WORK INSTRUCTION: Pick out the lines in the listing below that contain the word "white" and copy them.
=== Section Start ===
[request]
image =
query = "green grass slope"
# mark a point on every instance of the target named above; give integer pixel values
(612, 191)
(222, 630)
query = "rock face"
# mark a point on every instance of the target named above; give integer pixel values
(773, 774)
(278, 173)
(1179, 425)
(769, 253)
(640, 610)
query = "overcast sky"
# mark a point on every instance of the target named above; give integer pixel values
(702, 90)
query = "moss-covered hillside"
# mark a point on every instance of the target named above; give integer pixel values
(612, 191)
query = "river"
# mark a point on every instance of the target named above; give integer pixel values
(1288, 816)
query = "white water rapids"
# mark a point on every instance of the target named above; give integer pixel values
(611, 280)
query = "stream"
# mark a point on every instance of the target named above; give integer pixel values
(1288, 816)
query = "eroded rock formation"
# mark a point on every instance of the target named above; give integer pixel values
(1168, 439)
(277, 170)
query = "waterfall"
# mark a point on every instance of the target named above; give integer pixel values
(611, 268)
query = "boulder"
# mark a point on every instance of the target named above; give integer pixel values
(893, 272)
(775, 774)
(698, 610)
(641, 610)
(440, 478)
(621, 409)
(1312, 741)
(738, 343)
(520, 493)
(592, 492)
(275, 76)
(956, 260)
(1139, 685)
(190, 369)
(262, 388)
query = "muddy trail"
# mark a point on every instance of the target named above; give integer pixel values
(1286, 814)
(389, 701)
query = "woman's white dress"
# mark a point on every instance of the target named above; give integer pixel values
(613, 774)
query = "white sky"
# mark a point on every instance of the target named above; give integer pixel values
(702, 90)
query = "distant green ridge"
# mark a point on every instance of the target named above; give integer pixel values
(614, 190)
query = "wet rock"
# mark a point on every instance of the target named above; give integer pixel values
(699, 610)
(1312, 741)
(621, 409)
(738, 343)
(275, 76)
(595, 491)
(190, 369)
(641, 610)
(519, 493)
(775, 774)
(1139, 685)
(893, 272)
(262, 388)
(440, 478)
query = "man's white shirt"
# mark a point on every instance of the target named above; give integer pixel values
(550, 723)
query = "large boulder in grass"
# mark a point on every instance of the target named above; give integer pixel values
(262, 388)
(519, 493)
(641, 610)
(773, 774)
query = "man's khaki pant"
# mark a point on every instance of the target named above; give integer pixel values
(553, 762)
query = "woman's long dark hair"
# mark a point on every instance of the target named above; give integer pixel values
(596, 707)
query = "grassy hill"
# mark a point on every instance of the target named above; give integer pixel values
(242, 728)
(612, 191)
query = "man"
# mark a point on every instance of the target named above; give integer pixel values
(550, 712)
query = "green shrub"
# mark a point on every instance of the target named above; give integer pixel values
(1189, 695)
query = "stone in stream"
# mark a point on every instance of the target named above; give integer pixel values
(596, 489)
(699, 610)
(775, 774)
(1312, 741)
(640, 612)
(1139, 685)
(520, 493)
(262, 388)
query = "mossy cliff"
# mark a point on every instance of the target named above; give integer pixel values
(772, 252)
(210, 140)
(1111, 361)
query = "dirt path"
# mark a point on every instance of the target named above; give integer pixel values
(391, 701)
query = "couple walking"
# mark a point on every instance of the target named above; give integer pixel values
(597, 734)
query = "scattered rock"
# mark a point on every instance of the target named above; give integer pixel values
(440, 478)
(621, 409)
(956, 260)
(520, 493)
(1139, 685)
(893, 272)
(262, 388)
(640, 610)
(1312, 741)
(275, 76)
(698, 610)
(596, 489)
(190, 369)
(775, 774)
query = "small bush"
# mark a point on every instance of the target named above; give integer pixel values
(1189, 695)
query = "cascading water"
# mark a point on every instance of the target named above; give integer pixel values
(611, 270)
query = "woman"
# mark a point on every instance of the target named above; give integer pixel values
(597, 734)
=== Section End ===
SOLUTION FOR THIS EXERCISE:
query = "white water rapids"
query = "woman's white dress"
query = "white sky"
query = "man's white shirt"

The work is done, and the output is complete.